▸ Ziel a: Gib die Datensätze von der Zeile mit „Guideline: the keypoint for each instance of the arched“ bis hinunter zum Ende der Datensätze erneut aus und benenne dabei „white cloud“ in „fluffy cloud“ um. Alles andere bleibt unverändert.

Leipzig, du hast die besten Ecken zum Cornern, die schönsten Räume für Kunst und Musik und bist oft ein roter Hafen im blau-schwarzen Sachsen. Ich liebe die Parks, die Seen, die Straßenmusik und dass ständig die Sonne scheint. Es gibt so viel gute Musik und inspirierende Kunst. Nach wie vor gibt es Freiräume, die kreativ und solidarisch genutzt werden, wie etwa zu Jam Sessions oder Küfas (Küche für alle; Anm. d. Red.). Gerade in Zeiten von Unsicher- heiten, wie beispielsweise durch Corona und Krieg, schweißt uns Musik und Kunst als Menschen zusammen und kann uns wichtigen Input abseits von pragmatischen Lösungen geben. Das macht Leipzig schon sehr gut!
Und welchen Tadel würden Sie der Stadt aussprechen?
Es gibt hier zu viel Raum und Plattformen für radikal rechtes Gedankengut. Zu weit verbreitet sind menschenfeindliche Gesinnungen wie Rassismus. Zu laut sind die Demos, die sich gegen Zuwanderung richten. People of Color müssen im Leipziger Alltag noch zu viel Rassismus ertragen.
Welche Dinge sind für Sie in Leipzig nach den (Corona-)Lockdowns spürbar anders geworden?
Nichts, was wir für selbstverständlich gehalten haben, ist selbstverständlich. Das Gefühl nehme ich nach dem Lockdown für mich mit. Ich sauge Konzerte und Kneipenabende auf wie ein Schwamm. Immer in dem Unwissen, ob und wie es im Winter damit weitergeht. Andererseits scheinen viele Leute unsicher zu sein, ob sie sich überhaupt noch auf Konzerte festlegen möchten. Zu oft wurden wohl Konzerte verschoben oder fielen aus. Das macht es für Musiker und Musikerinnen und Veranstaltungsorte schwer zu planen. Überhaupt ging der Lockdown nahtlos über in eine politische und somit auch gesellschaftliche Ungewissheit – Klimafragen, das Unrecht an den europäischen Außengrenzen oder der nahe Krieg in der Ukraine. Damit verbunden immer die Frage, was wir tun können, und das unsichere Gefühl, wie uns diese Situation beeinflusst. Das beschäftigt mich, ich spüre es auch in Gesprächen. Ich hoffe, dass wir uns miteinander solidarisieren und Antworten finden auf die Frage, wie auch geringverdienende Menschen unter uns sich beispielsweise das Heizen leisten können. Ich spüre bei vielen Menschen eine Dankbarkeit für den Frieden und eine Zuversicht, dass wir die wirtschaftlichen Hürden gemeinsam schaffen können. Das finde ich schön. Denn bei all diesen Themen, die im Winter unseren Alltag beeinflussen könnten, finde ich es wichtig festzuhalten: Wir leben in Frieden und das ist nicht selbstverständlich!
Welchen Kulturtipp in oder aus Leipzig würden Sie unbedingt empfehlen?
Bester Trip-Hop von Nola-Musik. Konzerte vom Liedermacher Egisson. Jazzy Vibes von „SYZU“. Shows von „Park + Riot“. Bingo-Abende im Pub „Stoned Leipzig“.
So, und jetzt wirklich: Ihr letztes Wort?
Der Frieden geschieht nicht von selbst, wir müssen dafür einstehen!

▸ Bereitgestellte Daten:
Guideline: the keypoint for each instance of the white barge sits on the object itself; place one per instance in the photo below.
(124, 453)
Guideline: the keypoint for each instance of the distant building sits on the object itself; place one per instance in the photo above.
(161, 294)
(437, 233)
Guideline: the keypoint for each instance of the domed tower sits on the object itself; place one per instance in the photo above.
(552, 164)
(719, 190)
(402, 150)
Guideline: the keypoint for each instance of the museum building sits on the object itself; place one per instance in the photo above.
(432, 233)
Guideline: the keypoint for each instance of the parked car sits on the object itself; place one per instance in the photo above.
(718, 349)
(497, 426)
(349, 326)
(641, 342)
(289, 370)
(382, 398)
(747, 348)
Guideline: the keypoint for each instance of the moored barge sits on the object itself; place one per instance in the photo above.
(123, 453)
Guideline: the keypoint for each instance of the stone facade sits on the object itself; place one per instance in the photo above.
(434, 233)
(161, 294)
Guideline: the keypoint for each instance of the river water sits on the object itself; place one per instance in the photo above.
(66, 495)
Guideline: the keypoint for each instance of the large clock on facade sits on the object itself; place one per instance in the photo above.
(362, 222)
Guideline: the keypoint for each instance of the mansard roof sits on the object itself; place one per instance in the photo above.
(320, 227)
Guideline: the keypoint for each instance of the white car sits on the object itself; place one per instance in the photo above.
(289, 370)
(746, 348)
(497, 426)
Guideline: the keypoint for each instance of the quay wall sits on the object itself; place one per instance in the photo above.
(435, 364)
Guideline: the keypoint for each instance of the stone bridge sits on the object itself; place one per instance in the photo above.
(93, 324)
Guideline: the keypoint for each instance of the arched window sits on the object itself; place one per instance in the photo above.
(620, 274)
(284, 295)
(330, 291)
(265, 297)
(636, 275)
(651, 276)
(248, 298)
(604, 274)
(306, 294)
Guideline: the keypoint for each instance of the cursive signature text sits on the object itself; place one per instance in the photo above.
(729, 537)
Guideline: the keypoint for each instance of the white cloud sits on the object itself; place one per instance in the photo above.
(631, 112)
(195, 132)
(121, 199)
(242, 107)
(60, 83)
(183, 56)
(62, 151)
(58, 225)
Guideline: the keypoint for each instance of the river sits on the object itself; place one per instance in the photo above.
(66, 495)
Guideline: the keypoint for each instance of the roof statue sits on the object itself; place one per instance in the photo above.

▸ Ziel b: Übernimm aus dem Textauszug über Leipzig wortgetreu alles von „Und welchen Tadel“ bis hinunter zu „viel Rassismus ertragen.“.

▸ Ergebnis a:
Guideline: the keypoint for each instance of the arched window sits on the object itself; place one per instance in the photo above.
(620, 274)
(284, 295)
(330, 291)
(265, 297)
(636, 275)
(651, 276)
(248, 298)
(604, 274)
(306, 294)
Guideline: the keypoint for each instance of the cursive signature text sits on the object itself; place one per instance in the photo above.
(729, 537)
Guideline: the keypoint for each instance of the fluffy cloud sits on the object itself; place one per instance in the photo above.
(631, 112)
(195, 132)
(121, 199)
(242, 107)
(60, 83)
(183, 56)
(62, 151)
(58, 225)
Guideline: the keypoint for each instance of the river sits on the object itself; place one per instance in the photo above.
(66, 495)
Guideline: the keypoint for each instance of the roof statue sits on the object itself; place one per instance in the photo above.

▸ Ergebnis b:
Und welchen Tadel würden Sie der Stadt aussprechen?
Es gibt hier zu viel Raum und Plattformen für radikal rechtes Gedankengut. Zu weit verbreitet sind menschenfeindliche Gesinnungen wie Rassismus. Zu laut sind die Demos, die sich gegen Zuwanderung richten. People of Color müssen im Leipziger Alltag noch zu viel Rassismus ertragen.